### Problem to work on
Using the records below, locate all lines containing "bread" and return them.

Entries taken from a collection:
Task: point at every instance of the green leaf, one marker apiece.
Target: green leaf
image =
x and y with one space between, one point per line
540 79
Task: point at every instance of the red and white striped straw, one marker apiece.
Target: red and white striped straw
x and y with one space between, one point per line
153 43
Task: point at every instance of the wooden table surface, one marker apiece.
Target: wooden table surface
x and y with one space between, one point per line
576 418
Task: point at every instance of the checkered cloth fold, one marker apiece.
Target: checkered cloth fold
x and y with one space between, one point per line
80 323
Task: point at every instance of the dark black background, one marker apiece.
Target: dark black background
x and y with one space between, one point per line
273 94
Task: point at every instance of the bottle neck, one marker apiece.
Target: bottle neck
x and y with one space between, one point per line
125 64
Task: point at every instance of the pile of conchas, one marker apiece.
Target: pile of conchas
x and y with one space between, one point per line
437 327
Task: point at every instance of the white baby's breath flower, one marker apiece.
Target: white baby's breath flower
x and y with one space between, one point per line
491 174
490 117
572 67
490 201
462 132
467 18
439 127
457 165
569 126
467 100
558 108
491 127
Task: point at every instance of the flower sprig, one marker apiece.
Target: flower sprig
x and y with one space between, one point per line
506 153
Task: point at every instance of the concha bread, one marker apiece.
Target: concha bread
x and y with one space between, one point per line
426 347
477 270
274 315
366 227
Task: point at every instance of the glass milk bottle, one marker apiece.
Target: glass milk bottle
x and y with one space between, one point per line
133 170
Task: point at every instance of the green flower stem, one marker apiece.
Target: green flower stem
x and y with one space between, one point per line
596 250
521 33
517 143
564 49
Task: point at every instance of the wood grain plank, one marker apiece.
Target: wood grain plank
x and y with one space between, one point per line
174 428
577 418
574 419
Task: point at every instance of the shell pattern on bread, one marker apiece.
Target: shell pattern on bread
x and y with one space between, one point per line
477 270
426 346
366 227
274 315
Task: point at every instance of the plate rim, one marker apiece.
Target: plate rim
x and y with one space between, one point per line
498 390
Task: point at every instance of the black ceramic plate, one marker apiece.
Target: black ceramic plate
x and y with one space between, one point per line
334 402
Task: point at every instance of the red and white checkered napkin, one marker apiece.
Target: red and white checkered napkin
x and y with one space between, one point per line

### Reply to the task
Task: point at every instance of the concha bread, one marker apiece.
Target: concha bread
Task: point at every instance of the shell pattern on bread, one marker apiece.
Target: shell pattern on bread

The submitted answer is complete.